_Records to use_:
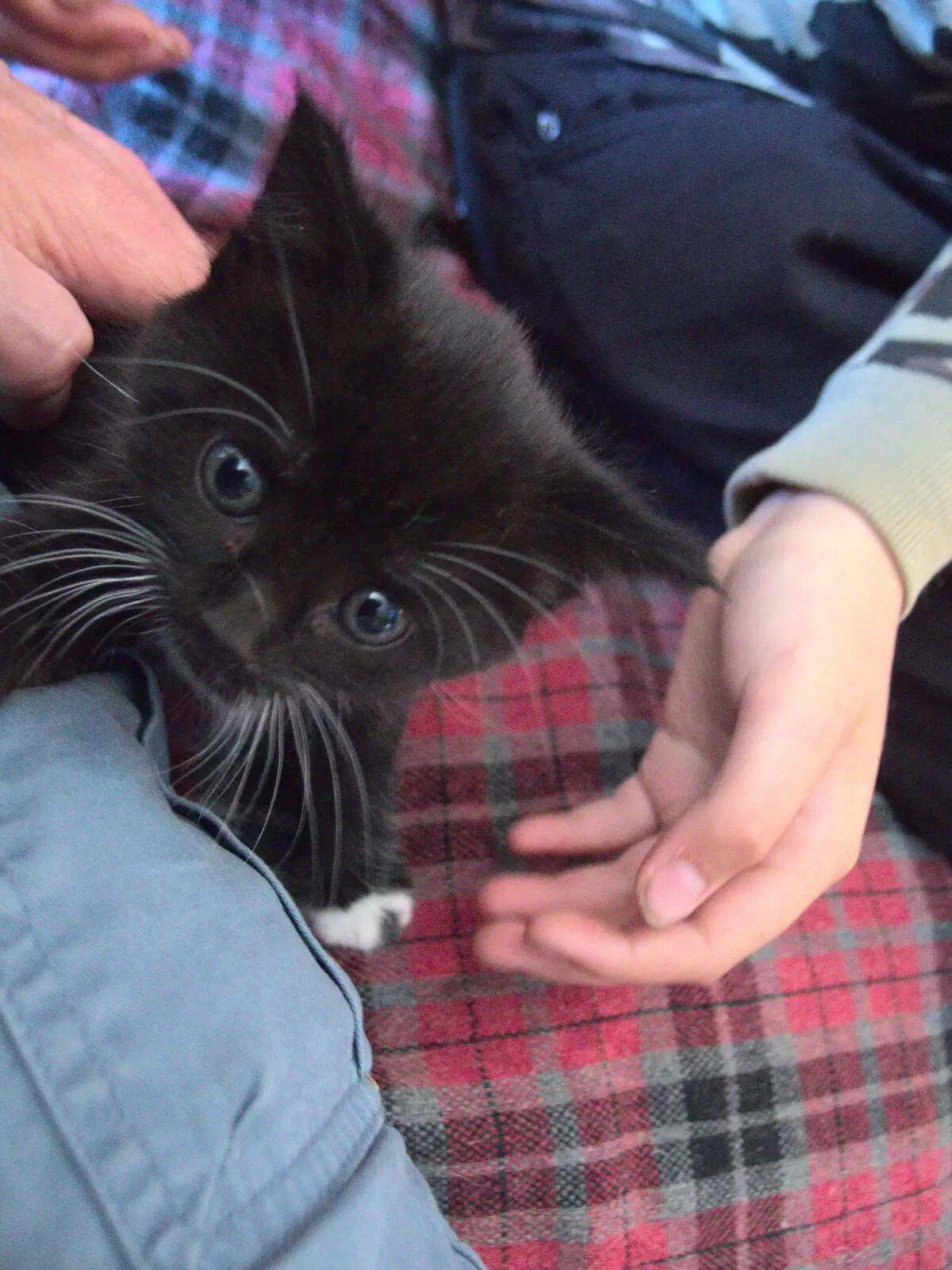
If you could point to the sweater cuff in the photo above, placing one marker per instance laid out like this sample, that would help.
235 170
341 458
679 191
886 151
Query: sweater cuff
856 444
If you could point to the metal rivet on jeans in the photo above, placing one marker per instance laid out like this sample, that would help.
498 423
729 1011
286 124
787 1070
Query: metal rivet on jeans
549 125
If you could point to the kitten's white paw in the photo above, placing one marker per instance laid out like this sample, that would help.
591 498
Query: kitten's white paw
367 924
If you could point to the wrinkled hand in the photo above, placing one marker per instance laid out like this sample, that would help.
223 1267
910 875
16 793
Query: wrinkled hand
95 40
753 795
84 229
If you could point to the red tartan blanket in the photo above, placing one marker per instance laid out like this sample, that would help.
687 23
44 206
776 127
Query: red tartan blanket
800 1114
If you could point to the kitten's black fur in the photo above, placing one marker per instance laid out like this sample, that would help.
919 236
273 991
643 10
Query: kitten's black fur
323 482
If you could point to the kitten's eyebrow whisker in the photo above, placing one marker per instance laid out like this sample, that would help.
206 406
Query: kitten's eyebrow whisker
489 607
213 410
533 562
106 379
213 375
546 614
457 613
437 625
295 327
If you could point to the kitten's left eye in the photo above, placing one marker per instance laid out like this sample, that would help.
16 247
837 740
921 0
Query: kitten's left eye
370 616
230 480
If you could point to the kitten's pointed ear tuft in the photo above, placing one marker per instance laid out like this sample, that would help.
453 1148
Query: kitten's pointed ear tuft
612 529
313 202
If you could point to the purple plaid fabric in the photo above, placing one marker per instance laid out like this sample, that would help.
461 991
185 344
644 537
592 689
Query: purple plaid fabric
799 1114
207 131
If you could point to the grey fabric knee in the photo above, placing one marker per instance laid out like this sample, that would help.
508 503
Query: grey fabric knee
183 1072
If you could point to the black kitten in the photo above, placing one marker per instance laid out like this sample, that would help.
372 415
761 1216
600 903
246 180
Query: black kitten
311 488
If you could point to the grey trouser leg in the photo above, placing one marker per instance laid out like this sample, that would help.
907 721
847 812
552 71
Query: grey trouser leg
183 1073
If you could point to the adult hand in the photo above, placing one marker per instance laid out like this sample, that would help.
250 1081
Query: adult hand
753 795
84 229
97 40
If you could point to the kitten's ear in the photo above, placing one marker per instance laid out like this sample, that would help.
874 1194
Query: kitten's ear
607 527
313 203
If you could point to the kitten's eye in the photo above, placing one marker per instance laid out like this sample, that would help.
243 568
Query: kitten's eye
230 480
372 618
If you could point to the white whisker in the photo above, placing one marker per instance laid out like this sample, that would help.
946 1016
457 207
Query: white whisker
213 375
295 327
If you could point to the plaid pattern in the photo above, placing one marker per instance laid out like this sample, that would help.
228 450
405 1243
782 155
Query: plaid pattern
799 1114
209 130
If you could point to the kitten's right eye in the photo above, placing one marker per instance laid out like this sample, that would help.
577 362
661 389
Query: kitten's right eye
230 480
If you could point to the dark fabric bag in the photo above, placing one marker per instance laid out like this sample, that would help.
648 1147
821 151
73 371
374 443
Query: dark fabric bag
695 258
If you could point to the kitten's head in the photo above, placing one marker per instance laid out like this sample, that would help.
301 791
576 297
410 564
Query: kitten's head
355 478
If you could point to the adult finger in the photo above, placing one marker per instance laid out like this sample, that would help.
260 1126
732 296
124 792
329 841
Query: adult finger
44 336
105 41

==

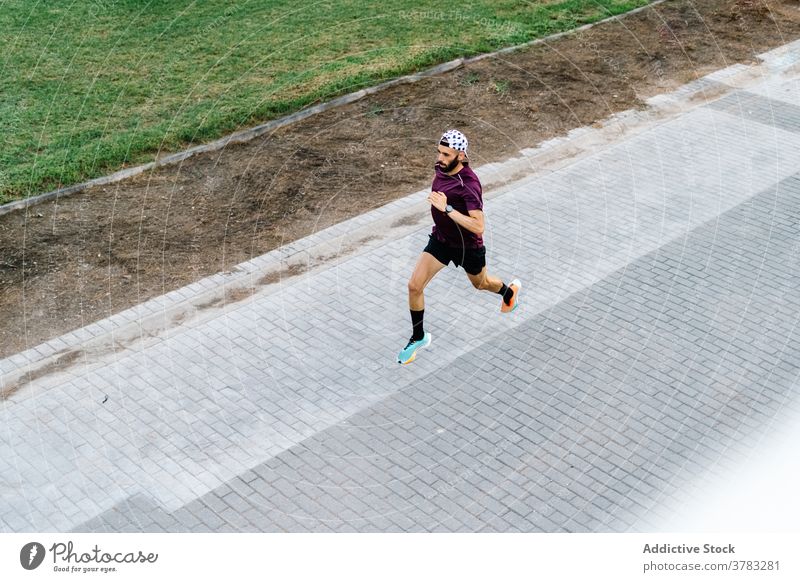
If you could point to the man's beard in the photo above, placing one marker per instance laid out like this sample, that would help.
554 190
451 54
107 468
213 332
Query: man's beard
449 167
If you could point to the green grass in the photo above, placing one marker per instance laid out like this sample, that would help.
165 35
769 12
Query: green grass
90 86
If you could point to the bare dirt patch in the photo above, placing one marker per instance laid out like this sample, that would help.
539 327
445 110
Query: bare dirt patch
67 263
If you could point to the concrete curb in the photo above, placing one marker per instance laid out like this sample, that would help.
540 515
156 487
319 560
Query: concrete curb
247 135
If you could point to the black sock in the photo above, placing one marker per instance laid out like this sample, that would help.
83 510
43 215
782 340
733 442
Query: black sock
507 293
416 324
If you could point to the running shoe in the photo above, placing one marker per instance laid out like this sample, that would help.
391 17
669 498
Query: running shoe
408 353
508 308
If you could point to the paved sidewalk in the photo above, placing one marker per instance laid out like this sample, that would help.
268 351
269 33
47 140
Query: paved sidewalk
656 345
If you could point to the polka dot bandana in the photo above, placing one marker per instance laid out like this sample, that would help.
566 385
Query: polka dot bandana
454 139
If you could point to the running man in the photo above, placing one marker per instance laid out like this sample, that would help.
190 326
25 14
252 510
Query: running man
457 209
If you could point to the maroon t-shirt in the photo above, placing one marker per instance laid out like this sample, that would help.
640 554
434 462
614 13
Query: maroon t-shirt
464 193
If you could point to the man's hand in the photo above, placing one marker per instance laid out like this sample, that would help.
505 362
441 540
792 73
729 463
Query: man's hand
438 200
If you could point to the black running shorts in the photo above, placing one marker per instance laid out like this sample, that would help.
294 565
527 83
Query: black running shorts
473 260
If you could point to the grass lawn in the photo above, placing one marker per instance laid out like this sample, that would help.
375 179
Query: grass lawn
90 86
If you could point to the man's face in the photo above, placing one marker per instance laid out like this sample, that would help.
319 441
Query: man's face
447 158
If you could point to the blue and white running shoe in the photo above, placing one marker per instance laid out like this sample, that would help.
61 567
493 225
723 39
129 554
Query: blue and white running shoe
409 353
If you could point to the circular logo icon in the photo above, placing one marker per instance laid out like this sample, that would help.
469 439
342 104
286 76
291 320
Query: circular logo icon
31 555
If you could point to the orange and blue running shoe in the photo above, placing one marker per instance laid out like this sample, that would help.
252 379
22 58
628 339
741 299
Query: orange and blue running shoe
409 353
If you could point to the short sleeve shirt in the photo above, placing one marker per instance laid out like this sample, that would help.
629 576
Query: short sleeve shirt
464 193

...

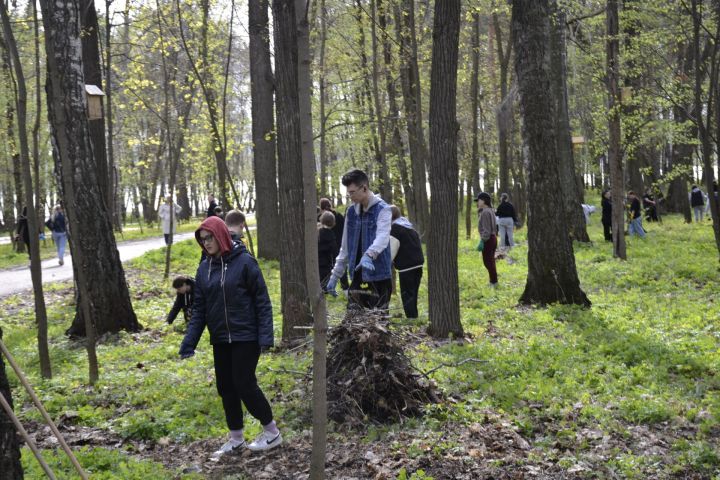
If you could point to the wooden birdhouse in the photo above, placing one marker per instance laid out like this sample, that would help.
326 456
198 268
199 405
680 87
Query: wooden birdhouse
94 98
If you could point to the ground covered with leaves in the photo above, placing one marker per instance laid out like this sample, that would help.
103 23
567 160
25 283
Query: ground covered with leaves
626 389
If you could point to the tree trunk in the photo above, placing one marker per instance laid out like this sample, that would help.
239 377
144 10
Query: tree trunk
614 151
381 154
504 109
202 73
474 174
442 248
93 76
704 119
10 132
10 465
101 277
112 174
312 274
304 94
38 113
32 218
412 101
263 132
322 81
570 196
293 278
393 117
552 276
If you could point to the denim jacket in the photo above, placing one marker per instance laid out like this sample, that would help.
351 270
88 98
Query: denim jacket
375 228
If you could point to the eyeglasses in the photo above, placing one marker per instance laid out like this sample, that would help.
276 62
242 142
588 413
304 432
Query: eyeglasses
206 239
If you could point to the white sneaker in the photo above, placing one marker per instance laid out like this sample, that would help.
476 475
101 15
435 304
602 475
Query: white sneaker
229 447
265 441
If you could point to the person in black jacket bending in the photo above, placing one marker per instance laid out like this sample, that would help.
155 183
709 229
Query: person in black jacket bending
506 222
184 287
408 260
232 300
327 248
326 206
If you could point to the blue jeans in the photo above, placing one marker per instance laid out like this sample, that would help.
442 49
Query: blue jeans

_Activity_: From the line containing "Query: adult hand" down to the line containing "If you could point to the kitten's eye in" in the material above, reproduce every line exactly, including the two end lines.

_Answer to the problem_:
Query: adult hand
753 795
84 229
97 40
If you could point to the kitten's ear in the photo above, placing one marker per instance laid out like this sample, that would help.
874 1194
Query: kitten's ear
607 527
313 203
If you could point to the kitten's eye in the photo above, placing one marker per instance laid out like this sample, that would help.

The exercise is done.